Search the material for the string "person" and copy each line where it occurs.

▶ **Supplied data**:
┌────────

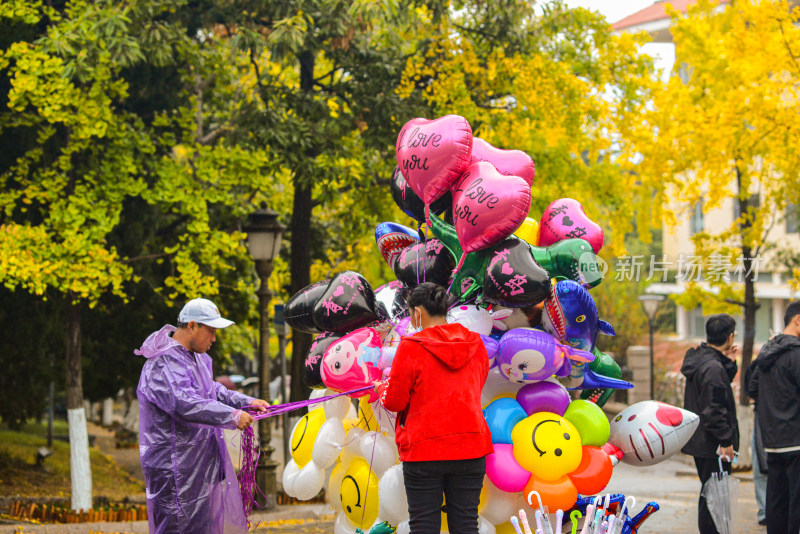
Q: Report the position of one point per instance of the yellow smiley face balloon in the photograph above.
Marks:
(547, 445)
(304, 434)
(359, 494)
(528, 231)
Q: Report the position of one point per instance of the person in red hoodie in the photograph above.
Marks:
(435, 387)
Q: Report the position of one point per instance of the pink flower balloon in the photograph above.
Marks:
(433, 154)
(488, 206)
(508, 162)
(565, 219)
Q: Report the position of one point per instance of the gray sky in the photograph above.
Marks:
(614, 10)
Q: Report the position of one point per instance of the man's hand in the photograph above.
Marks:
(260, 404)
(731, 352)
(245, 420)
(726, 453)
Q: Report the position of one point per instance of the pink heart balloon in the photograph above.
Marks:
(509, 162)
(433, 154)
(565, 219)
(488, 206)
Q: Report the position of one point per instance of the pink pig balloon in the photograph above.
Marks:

└────────
┌────────

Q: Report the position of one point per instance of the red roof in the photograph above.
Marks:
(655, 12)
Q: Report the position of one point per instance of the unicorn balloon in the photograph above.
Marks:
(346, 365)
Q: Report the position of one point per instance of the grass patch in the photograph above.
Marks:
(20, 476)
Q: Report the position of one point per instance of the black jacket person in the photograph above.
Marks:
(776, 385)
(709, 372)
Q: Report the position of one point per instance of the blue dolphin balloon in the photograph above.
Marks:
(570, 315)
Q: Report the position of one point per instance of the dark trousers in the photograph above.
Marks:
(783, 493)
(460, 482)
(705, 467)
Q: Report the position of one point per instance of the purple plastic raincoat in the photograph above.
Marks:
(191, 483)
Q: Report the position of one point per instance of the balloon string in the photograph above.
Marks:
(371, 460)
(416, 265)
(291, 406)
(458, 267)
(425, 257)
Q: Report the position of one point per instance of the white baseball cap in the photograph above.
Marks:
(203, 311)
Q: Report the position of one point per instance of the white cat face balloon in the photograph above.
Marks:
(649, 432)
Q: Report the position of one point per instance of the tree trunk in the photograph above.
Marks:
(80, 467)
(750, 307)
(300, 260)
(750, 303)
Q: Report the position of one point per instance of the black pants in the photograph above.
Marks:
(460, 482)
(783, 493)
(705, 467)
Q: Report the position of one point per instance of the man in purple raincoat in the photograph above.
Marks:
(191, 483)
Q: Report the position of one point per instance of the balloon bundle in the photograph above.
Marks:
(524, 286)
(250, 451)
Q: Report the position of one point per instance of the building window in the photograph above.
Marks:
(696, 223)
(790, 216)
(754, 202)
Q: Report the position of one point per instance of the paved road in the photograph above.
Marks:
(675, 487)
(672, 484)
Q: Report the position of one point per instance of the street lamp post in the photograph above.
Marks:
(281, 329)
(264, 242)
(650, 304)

└────────

▶ **Exercise answer**:
Q: Report the position of one point per instance of the person in red hoodie in the photograph above.
Q: Report the position of one point per instance of the black jacket person in the photograph above.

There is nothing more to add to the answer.